(TEXT SEGMENT)
The failure of the UMNO General Assembly on Sunday to adopt a resolution to condemn and sack Datuk Seri Najib Razak from UMNO for the international 1MDB corruption and money-laundering scandal is proof that UMNO and UMNO leaders continue to be complicit in the monstrous 1MDB scandal.
The 1MDB scandal will continue to be an albatross round the neck of UMNO and UMNO leaders.
Malaysians must thank Wanita Umno delegate from Batu Pahat, Masurana Samian, who wore a “MACC lock-up” orange-coloured T-shirt to the UMNO General Assembly on Sunday, as henceforth, UMNO and UMNO leaders are literally garbed in the orange-coloured MACC uniform!
But it is not only UMNO and UMNO leaders who must repent and make amends, all political parties, individuals and organisations complicit in the 1MDB scandal, like all the Barisan Nasional parties including MCA, Gerakan, MIC, the Sabah and Sarawak BN parties, as well as PAS, the Parliament Speaker and the printed and electronic media, who had been complicit in the 1MDB scandal, must repent and redeem themselves for directly or indirectly aiding and abetting Najib Razak in the monstrous 1MDB scandal.

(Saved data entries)

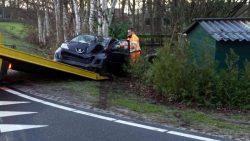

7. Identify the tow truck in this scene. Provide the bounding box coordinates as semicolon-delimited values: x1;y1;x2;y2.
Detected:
0;44;109;80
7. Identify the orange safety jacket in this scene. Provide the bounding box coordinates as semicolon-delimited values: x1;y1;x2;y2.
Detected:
127;33;141;52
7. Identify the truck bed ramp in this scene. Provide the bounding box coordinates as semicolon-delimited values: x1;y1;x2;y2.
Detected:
0;45;108;80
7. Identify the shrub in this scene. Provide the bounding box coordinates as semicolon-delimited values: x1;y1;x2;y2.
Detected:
130;40;250;109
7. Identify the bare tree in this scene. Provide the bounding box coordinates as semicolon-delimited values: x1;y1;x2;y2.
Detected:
53;0;61;44
63;0;68;41
72;0;81;35
89;0;97;33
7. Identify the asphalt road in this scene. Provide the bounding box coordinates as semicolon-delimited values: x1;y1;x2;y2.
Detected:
0;89;226;141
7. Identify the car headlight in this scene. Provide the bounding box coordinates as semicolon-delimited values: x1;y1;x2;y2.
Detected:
61;43;69;49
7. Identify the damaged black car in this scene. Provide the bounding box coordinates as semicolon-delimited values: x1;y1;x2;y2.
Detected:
54;34;129;71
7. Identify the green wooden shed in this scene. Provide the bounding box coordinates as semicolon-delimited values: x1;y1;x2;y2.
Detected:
185;18;250;68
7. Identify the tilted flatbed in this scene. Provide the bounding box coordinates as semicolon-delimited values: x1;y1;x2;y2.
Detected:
0;45;108;80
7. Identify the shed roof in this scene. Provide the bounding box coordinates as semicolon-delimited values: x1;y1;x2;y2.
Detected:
185;18;250;41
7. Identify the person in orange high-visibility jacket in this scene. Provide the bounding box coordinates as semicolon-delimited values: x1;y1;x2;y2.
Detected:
127;28;141;62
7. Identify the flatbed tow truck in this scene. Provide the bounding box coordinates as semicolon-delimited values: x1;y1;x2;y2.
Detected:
0;44;108;80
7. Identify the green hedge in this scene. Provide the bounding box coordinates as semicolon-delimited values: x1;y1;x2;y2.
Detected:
130;40;250;109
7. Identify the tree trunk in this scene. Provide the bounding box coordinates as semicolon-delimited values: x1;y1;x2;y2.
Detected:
44;4;50;37
72;0;81;35
89;0;97;33
122;0;127;20
53;0;61;44
97;0;103;36
37;10;43;43
102;0;117;37
102;0;109;37
2;0;5;18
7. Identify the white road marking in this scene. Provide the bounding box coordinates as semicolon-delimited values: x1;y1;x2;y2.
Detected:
115;120;168;132
0;111;37;118
167;131;218;141
0;124;48;133
0;87;219;141
40;101;76;111
0;101;29;106
73;110;116;121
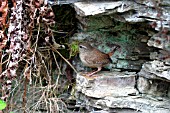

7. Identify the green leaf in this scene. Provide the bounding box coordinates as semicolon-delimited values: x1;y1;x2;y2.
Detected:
0;100;6;110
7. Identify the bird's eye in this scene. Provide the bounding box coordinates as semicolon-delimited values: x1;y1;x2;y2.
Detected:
79;45;83;48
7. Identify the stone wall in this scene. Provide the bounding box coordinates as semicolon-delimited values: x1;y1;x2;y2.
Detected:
71;0;170;113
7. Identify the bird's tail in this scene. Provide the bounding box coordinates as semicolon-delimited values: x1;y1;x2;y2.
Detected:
108;45;121;57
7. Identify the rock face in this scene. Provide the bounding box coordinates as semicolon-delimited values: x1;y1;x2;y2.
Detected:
71;0;170;113
76;72;170;113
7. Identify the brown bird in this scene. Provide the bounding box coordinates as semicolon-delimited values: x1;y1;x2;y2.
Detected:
79;43;120;76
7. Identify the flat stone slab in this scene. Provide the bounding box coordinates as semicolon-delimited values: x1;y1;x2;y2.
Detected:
74;1;122;16
76;72;138;98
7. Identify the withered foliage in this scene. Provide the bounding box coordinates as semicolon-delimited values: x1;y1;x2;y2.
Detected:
0;0;60;100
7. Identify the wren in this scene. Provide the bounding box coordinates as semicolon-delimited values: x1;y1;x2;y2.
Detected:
79;43;120;76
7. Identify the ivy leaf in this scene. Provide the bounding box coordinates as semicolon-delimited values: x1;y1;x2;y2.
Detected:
0;100;6;110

(EXERCISES)
**1)** Answer these questions from the 1MDB statement:
(a) On which day did the UMNO General Assembly fail to adopt the resolution against Najib Razak?
(b) Where was the Wanita Umno delegate Masurana Samian from?
(c) What color was the T-shirt she wore?
**2)** In the last paragraph of the 1MDB statement, find every party, person, or group besides UMNO and its leaders that is named as complicit in the scandal, and list them.
**3)** Go on with the 1MDB statement, starting after its final sentence.
This listing has nothing to do with the 1MDB statement.

(OUTPUTS FOR THE TASKS)
**1)**
(a) Sunday
(b) Batu Pahat
(c) Orange

**2)**
- All the Barisan Nasional parties
- MCA
- Gerakan
- MIC
- The Sabah and Sarawak BN parties
- PAS
- The Parliament Speaker
- The printed and electronic media

**3)**
At the UMNO General Assembly, the Speaker of the 13th Parliament, Tan Sri Pandikar Amin Mulia urged UMNO to take action against party rebels who will weaken the party.
I thought Pankdar’s main concern should be how to repent for his 1MDB misdeeds.
In being complicit with Najib in the 1MDB scandal, suppressing the 1MDB issue in the 13th Parliament whether during question time or parliamentary debates, the most honourable thing for Pandikar to do is to repent and make amends for aiding and abetting the former Prime Minister in the 1MDB scandal instead of demanding action against UMNO rebels!
All the other BN parties, whether MCA, Gerakan, MIC, the Sabah and Sarawak BN parties are also complicit in the 1MDB scandal, landing the country in the infamy, ignominy and iniquity of a global kleptocarcy.
Instead of dragging its feet, despite being told by UMMO Secretary-General to “buy their own tombstones”, the November MCA General Assembly should make a clean break with the 1MDB scandal, adopt a resolution to condemn Najib and the 1MDB scandal and disallow all former MCA leaders who had been Ministers, Deputy Ministers and MPs from standing for election for any party posts.
PAS was quite ambivalent about the 1MDB scandal, and though formally opposed to any corruption and money-laundering ala-1MDB, it was not strenuous at all in opposing the 1MDB scandal, as evident from the preparedness of PAS President Datuk Seri Hadi Awang to be “kingmaker” to make Najib as Prime Minister again if there was a hung Parliament on May 9, 2018 with PAS holding the balance of 40 parliamentary seats.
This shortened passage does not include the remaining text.